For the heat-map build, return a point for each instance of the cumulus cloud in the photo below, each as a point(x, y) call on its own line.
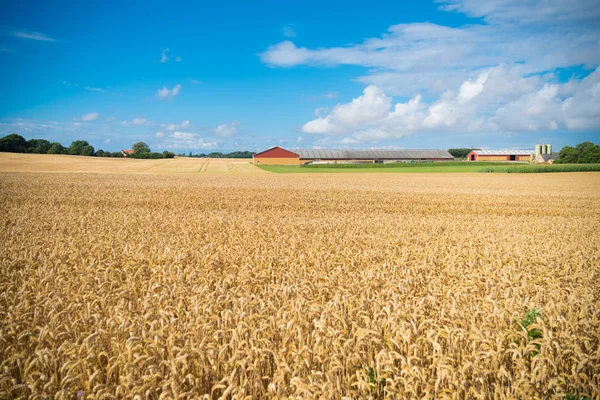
point(499, 99)
point(31, 35)
point(173, 127)
point(164, 58)
point(138, 121)
point(418, 57)
point(227, 130)
point(288, 31)
point(88, 117)
point(165, 94)
point(371, 106)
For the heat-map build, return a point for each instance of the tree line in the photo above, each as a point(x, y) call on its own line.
point(14, 143)
point(217, 154)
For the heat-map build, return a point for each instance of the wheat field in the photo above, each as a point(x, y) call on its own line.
point(15, 162)
point(240, 286)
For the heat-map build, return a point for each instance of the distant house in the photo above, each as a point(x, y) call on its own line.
point(280, 156)
point(500, 155)
point(546, 158)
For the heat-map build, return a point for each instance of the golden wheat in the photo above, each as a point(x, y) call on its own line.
point(299, 286)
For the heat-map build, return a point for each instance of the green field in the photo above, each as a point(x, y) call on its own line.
point(442, 167)
point(524, 169)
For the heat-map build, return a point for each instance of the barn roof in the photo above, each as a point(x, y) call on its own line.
point(370, 154)
point(548, 157)
point(274, 147)
point(507, 152)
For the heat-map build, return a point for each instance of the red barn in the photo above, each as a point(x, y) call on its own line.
point(276, 156)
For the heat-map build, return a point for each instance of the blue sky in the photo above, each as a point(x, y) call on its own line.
point(201, 77)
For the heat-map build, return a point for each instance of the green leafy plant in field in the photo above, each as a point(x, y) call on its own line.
point(530, 318)
point(376, 384)
point(571, 396)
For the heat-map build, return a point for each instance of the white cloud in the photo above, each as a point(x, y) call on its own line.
point(24, 34)
point(330, 95)
point(138, 121)
point(320, 111)
point(288, 31)
point(521, 12)
point(88, 117)
point(499, 99)
point(371, 106)
point(164, 57)
point(166, 94)
point(542, 35)
point(173, 127)
point(227, 130)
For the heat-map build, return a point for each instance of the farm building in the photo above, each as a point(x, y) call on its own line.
point(546, 158)
point(279, 156)
point(500, 155)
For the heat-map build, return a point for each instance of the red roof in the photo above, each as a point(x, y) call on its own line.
point(277, 152)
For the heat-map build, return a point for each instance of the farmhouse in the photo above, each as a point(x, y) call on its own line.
point(280, 156)
point(500, 155)
point(546, 158)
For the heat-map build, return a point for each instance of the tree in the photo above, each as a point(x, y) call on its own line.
point(76, 147)
point(589, 154)
point(56, 148)
point(140, 147)
point(38, 146)
point(87, 150)
point(13, 143)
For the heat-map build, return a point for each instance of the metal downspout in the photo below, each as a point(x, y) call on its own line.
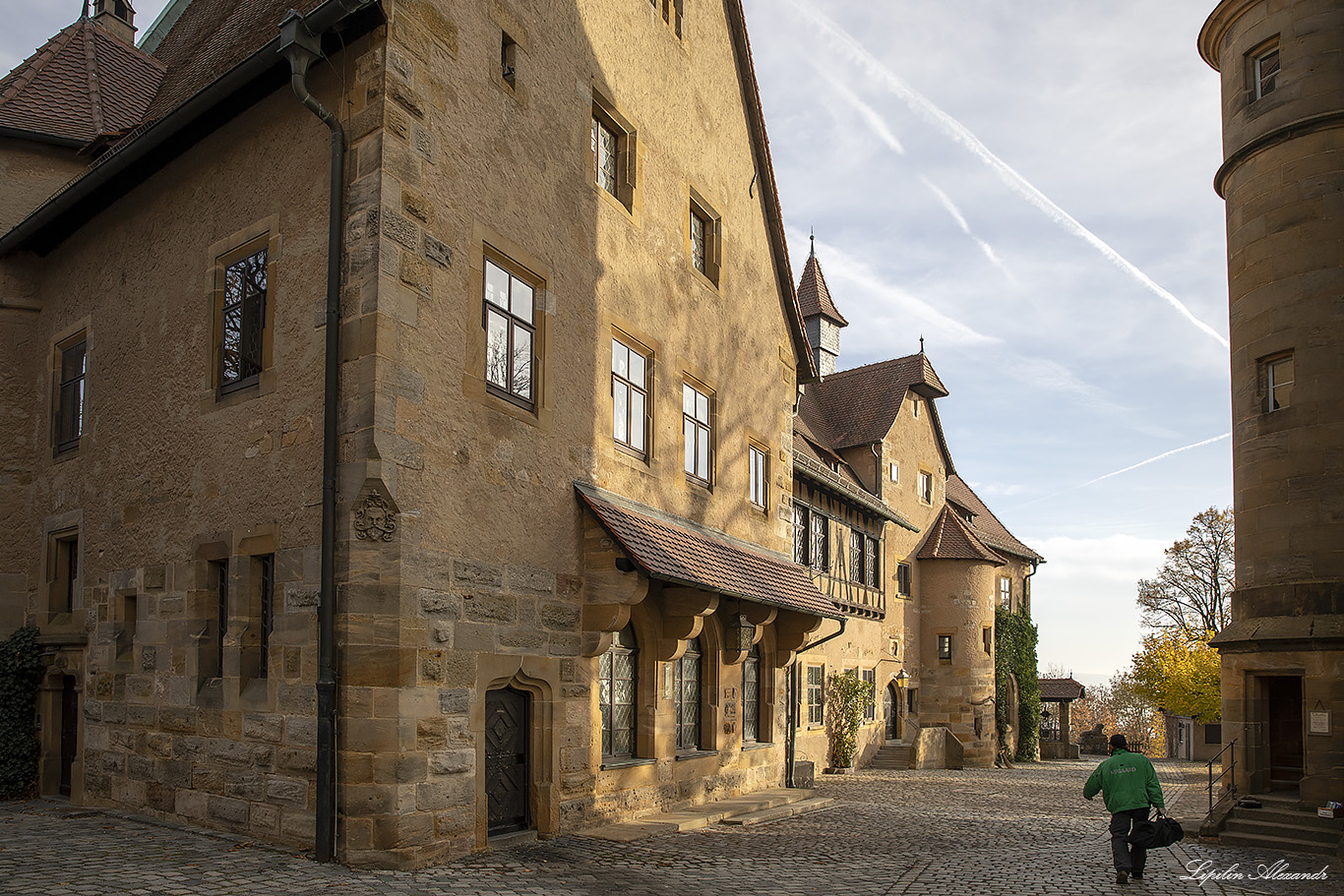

•••••

▶ [PROMPT]: Can you transcribe every line of the records above word for word, leaving the pictures out?

▶ [ANSWER TO THE PROBLEM]:
For the heat-map build, return a point for each instance of the cumulus cloud in the photo below, each as a point(x, y) call on its own line.
point(499, 99)
point(31, 35)
point(173, 127)
point(164, 58)
point(138, 121)
point(418, 57)
point(227, 130)
point(288, 31)
point(88, 117)
point(165, 94)
point(371, 106)
For the heat-map build, return a point for each instance of the tree line in the photo above, each as a point(x, y) call on its own line.
point(14, 143)
point(217, 154)
For the heat-map build, return a point for each instance of the wheat field in the photo above, each as a point(x, y) call on its own line.
point(15, 162)
point(240, 286)
For the heat-map build, return a point for each instance of the distant house in the photo above, each as a point(x, y) call on its own line.
point(280, 156)
point(500, 155)
point(546, 158)
For the heat-map build, return a point for each instance of the golden wheat in the photo above, each as a point(x, y) call on its own line.
point(299, 286)
For the heat-map build, return a point for each instance of the green field in the photo above, each as a point(x, y) call on its own line.
point(442, 167)
point(524, 169)
For the heat-map build, return a point for each instance of the barn roof in the photo above, each as a point(x, y) call on its own line.
point(370, 154)
point(548, 157)
point(274, 147)
point(507, 152)
For the heat-map build, return a point for each instance of the red barn in the photo above, each as a point(x, y) call on its own line.
point(276, 156)
For the heat-map build, return a point for each instance of the blue sky in the photo above, each as a point(x, y) call on its own line.
point(201, 77)
For the heat-map build, return a point for each instance of the green leafy plant in field in the photo above, each as a point(x, y) call on its own line.
point(530, 318)
point(376, 384)
point(571, 396)
For the heat-map build, return a point for each instance of the white cloud in the photo above, each as a point(x, y) call on its own line.
point(24, 34)
point(330, 95)
point(138, 121)
point(320, 111)
point(288, 31)
point(521, 12)
point(88, 117)
point(499, 99)
point(371, 106)
point(164, 57)
point(166, 94)
point(542, 35)
point(173, 127)
point(227, 130)
For the heat-map build, return a point for each instance of the farm building in the photo above, each as a point(x, y) call on its own line.
point(546, 158)
point(279, 156)
point(500, 155)
For the heat-map build, return a point for each instance of the red roof in the photo above, each as a point(x, y) call on its own line.
point(277, 152)
For the heat-map build, return a point for each instance of the farmhouse in the photo above, each as a point(x, y) call on its own line.
point(280, 156)
point(500, 155)
point(546, 158)
For the heat-map build, return a point for each instance of the tree in the photo above, each as a point(x, y) call on its own line.
point(76, 147)
point(589, 154)
point(56, 148)
point(140, 147)
point(38, 146)
point(87, 150)
point(13, 143)
For the heat-map build, return a point for each instance of the metal downspout in the photo below, each as a point(x, y) call on its own line.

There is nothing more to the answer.